TEXT SEGMENT:

To define these nuclei is impossible, because thought in its progress moves away from the immediate point of contact given in sensation, moves away from the stimulus in which they are revealed, and in working up its material ignores existence in order to concentrate itself upon significance. The nuclei are in this sense the irrational factors.
It is not necessary here to do more than draw attention to this point. The preservation of these nuclei is of course one of the ways in which Lotze defends the content of common consciousness against such idealistic systems as seem to him to dissolve reality into the thin air of pure thought. His general attitude toward this point must be understood by reference to Kant’s views as expressed in the _Critique of Pure Reason_. We must also bear in mind the fact that pluralism grounds itself in some measure on the impenetrability of the individual consciousness, an idea which leads us to think of individual minds as being to themselves more than they can ever be to others. Hence the monad with its dual existence, as it is in itself and as it is in other monads in which it is represented. Hence, too, in more refined forms, the idea that to be perfectly intelligible is not to be thought but to be thinkable, an idea expressed by Lotze when he speaks of knowledge as a relation which would be destroyed if the thinker could _be_ that which is thought, and wholly absorbing into himself the object, exhaust not only the intelligibility but also the being of that which is known.

DATA SHOWN:
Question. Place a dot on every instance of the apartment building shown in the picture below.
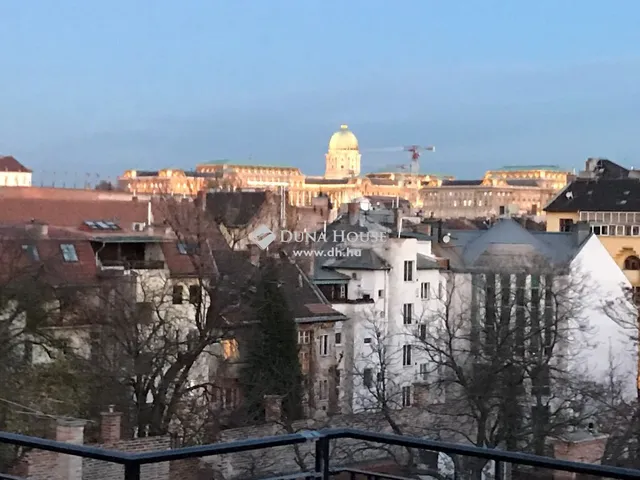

PROBLEM TO SOLVE:
Could you carry the passage on Lotze's view of knowledge forward from its final sentence?

EXERCISE RESPONSE:
Criticism of this view would lead us to consider the claims of a higher unity. This criticism will not be attempted, for it is our immediate purpose to accept Lotze as he is, and only indicate how he remains in the mean position between the extremes of an idealism for which thought seems to exhaust being and a realism for which thought seems to confront an object only partly intelligible. The peculiar difficulty which Lotze creates for us lies in the extent to which the idealism is carried. For the nuclei certainly seem to be no more than nuclei of sensations, and it is only in so far as these have a peculiar unity which is given to us by the supersensible ground of objects, and not given by us to objects, that they maintain the character of being more than phenomena. They cannot be ‘matter’ in the crude sense, and if they are the matter of thought they seem to be ultimately subjective affections in a sense that makes it difficult to resist a progress toward pure idealism. Lotze’s refusal to make the advance must be ascribed to his idea of the worth of the individual, which is so bound up with the notion of consciousness that it becomes necessary to re-interpret the idea of the nuclei on the analogy of the individual consciousness as non-spatial units that maintain themselves in a unity of co-operation without fusion.
The revulsion which invariably follows excessive systematisation seems to indicate that if ever a ‘stable equilibrium’ is attained by thought, it will have more of the character of the mean position than of either extreme. For this reason a peculiar interest attaches to the line of thought whose last great representative is Lotze. It may seem at first sight paradoxical that realism should emerge finally as idealistic; but, from the first, atomism combines with realism an idealistic element, and the preponderance of idealism finally is a natural result due to the character of our progress in the realm of thought.
Seeley has pointed out the way in which History has gradually refined its content. At first it is a complicated mass such as we find it in the times of Livy or Pliny: from this mass various elements detach themselves and evolve into independence: natural history, for example, and political economy are branches that have struck root and grow for themselves, related to rather than dependent on the residuum which now takes the place of the original whole. In a similar way the progress of the sciences has slowly depleted philosophy of its original content and at the same time defined its central elements and true scope. A comparison between such a magnum opus as that of Gassendi and the worth of a modern philosopher shows the effect of progressive specialisation. It suggests also the question, What is to be ultimately the real matter of philosophy in the strict sense?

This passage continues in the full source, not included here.